Coordinate annotation entries:
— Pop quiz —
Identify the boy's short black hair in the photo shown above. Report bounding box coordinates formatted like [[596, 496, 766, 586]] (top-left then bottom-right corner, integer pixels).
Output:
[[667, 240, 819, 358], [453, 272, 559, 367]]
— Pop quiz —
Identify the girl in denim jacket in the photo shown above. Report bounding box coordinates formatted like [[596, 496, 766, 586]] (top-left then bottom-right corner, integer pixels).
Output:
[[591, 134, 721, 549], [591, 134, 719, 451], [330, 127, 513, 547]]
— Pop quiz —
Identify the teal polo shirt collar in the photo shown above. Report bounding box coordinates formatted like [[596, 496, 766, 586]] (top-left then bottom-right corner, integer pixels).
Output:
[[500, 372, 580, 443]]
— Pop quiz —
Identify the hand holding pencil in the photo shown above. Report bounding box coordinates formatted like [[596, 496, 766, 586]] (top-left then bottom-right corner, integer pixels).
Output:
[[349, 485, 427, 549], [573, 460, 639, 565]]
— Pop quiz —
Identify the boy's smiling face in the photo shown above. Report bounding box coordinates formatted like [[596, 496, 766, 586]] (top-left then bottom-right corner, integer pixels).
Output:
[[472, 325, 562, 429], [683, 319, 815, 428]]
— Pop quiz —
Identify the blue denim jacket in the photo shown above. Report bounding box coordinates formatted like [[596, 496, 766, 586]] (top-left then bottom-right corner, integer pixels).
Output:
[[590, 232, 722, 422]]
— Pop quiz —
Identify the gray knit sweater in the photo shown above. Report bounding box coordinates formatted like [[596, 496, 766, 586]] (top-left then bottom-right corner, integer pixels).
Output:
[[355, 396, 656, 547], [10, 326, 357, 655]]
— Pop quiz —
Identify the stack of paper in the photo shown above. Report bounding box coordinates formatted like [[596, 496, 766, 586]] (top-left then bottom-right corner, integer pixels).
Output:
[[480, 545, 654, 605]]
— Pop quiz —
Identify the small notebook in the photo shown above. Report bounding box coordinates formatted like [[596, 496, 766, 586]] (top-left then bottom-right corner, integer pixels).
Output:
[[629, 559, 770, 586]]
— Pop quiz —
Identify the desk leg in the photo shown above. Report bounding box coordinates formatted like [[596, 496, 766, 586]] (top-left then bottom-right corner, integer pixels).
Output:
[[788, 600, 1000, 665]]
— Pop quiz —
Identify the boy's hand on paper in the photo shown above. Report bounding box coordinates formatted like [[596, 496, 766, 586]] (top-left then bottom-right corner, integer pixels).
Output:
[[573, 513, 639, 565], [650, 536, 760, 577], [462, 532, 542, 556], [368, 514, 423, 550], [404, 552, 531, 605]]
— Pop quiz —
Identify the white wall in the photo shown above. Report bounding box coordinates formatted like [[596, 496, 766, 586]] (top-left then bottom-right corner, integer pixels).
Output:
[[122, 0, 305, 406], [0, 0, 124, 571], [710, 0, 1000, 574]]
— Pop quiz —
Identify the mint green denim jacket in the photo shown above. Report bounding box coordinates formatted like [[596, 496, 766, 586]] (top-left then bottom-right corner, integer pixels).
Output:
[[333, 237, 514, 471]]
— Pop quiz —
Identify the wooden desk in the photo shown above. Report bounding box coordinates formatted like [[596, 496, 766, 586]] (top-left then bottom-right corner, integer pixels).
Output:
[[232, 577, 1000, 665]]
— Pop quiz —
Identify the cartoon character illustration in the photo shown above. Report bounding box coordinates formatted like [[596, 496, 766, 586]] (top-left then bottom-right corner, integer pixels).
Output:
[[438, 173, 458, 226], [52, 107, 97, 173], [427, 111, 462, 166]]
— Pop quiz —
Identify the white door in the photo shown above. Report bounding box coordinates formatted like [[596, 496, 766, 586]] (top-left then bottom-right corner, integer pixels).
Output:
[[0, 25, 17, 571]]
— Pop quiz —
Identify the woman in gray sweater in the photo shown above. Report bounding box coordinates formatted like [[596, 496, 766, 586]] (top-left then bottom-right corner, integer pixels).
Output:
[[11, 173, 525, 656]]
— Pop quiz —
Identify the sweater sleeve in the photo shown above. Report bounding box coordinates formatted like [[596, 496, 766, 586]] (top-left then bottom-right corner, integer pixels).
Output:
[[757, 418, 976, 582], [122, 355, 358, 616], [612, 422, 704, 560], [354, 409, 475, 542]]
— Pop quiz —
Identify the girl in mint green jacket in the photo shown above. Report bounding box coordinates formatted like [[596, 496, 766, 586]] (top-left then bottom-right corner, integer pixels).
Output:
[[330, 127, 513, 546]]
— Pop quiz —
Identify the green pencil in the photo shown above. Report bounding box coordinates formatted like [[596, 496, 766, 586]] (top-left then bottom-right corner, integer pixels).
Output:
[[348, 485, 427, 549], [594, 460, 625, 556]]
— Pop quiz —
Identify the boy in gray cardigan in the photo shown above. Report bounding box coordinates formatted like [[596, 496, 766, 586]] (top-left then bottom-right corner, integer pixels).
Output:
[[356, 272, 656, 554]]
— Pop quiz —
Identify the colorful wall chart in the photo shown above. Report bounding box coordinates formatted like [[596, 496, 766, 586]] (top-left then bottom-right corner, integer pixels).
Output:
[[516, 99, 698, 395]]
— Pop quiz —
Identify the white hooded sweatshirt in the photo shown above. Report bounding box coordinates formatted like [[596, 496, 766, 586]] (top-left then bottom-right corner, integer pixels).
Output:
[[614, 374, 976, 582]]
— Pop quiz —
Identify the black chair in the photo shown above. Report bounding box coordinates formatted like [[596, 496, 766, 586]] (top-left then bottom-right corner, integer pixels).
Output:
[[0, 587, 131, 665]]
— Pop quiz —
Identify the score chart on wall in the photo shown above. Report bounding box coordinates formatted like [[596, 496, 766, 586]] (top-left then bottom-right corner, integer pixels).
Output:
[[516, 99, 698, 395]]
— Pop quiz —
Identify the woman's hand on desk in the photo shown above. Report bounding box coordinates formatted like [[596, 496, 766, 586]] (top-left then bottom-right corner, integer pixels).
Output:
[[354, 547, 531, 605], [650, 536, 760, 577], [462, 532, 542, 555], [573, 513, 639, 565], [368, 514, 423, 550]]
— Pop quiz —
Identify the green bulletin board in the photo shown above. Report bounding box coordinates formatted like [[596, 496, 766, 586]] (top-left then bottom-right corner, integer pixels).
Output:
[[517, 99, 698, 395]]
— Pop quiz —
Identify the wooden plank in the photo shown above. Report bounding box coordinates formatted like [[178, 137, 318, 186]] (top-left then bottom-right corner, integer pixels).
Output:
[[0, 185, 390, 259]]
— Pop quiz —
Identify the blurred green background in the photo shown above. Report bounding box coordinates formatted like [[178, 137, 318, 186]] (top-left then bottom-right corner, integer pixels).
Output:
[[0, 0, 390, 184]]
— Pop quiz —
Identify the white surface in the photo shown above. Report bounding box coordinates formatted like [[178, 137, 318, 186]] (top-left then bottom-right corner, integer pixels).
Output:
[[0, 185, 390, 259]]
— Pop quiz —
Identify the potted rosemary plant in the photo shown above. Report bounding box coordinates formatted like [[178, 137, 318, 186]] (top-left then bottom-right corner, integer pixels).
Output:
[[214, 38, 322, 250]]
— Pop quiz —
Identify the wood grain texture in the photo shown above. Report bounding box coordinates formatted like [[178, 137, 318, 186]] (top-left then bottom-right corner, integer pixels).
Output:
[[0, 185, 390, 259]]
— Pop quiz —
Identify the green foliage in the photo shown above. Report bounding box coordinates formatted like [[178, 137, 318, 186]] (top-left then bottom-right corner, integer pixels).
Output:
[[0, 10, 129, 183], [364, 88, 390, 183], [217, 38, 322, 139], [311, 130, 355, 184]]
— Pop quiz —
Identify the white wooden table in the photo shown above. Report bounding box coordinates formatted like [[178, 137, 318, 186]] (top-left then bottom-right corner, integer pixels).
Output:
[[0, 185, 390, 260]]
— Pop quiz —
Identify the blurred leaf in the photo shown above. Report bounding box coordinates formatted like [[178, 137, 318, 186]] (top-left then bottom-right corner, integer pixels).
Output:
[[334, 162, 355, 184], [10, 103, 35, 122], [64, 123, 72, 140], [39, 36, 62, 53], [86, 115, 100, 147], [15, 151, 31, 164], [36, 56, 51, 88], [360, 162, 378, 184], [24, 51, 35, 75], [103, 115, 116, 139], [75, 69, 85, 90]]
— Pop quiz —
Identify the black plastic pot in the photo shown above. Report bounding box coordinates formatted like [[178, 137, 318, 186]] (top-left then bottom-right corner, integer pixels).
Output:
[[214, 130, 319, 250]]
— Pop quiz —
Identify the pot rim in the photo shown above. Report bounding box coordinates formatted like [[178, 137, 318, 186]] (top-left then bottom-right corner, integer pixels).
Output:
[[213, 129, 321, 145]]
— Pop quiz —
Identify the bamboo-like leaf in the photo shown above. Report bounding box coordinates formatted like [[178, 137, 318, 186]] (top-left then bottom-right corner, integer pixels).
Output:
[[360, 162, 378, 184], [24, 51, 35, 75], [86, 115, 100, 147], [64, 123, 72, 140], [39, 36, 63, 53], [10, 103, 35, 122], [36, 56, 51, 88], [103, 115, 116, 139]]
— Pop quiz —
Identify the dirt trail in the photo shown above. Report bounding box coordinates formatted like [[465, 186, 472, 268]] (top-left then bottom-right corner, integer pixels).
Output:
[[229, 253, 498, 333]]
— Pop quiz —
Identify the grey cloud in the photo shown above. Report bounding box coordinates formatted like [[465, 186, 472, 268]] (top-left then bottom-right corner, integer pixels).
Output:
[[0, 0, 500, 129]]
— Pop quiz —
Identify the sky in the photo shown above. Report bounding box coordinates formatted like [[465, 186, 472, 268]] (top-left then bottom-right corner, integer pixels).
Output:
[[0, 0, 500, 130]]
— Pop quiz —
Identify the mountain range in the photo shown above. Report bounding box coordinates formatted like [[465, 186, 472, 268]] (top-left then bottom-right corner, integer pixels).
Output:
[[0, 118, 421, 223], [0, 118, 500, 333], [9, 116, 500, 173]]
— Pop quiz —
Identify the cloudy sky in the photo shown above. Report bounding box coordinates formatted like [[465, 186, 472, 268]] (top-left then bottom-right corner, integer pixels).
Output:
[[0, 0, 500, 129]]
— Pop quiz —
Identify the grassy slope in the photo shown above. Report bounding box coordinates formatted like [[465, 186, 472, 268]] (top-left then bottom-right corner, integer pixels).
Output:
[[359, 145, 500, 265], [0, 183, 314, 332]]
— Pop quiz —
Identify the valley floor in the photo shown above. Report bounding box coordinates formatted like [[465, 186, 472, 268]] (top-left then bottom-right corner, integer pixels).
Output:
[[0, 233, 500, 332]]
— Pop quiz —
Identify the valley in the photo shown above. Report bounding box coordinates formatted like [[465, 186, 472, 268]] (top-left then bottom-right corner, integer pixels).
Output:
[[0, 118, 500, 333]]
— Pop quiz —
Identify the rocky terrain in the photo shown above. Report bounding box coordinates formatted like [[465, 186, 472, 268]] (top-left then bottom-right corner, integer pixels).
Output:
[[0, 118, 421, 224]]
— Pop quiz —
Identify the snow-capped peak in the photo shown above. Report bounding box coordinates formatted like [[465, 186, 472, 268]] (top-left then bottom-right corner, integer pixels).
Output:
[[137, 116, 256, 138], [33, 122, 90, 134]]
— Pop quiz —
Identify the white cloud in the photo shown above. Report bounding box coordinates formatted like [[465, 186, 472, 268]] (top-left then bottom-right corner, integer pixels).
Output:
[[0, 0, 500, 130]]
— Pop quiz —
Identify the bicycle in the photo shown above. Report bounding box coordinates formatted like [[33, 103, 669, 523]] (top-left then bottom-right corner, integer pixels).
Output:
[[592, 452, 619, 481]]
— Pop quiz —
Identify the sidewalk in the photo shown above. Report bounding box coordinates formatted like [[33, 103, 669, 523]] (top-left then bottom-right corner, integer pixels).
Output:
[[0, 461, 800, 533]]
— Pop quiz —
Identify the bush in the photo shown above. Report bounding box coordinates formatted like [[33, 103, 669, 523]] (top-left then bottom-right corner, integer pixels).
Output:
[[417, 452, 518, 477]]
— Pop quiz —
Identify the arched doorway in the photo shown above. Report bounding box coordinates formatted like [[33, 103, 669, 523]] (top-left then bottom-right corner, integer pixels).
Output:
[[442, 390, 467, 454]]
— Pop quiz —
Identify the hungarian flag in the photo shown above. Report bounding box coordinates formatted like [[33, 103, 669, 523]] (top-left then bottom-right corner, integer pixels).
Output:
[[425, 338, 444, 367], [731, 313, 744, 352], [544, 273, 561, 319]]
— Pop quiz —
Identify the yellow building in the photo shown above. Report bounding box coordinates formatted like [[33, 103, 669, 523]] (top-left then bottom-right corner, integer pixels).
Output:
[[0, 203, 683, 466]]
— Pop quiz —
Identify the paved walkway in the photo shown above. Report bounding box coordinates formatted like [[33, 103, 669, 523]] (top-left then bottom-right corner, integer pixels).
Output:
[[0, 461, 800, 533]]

WHAT IS ASKED |
Rewrite the rows from the start through the line containing "[[500, 372, 580, 443]]", both ends included, keeping each request and its format sample unchanged. Scale every bounding box coordinate in the answers by 2.55 and round to whole numbers, with halves rounded up.

FINISHED ANSWER |
— Pop quiz —
Identify the boy's short black hair in the photo shown above. Report bounding box coordinates formatted like [[596, 496, 766, 586]] (top-left then bottom-right corner, integer pixels).
Output:
[[1701, 612, 2088, 913], [1155, 694, 1425, 936]]
— Pop quiz —
Identify the girl in denim jacket in the photo shown above. Report bounding box coordinates formatted like [[596, 496, 766, 586]] (top-left then bottom-right corner, integer pixels).
Output:
[[1507, 342, 1839, 1400], [1507, 342, 1833, 1150], [842, 324, 1308, 1395]]
— Pop quiz —
Identify the teal polo shirt collar in the photo shown above. Report bounding box coordinates formatted like [[596, 496, 766, 586]] (top-left then bottom-right corner, integer pixels).
Output:
[[1275, 949, 1479, 1130]]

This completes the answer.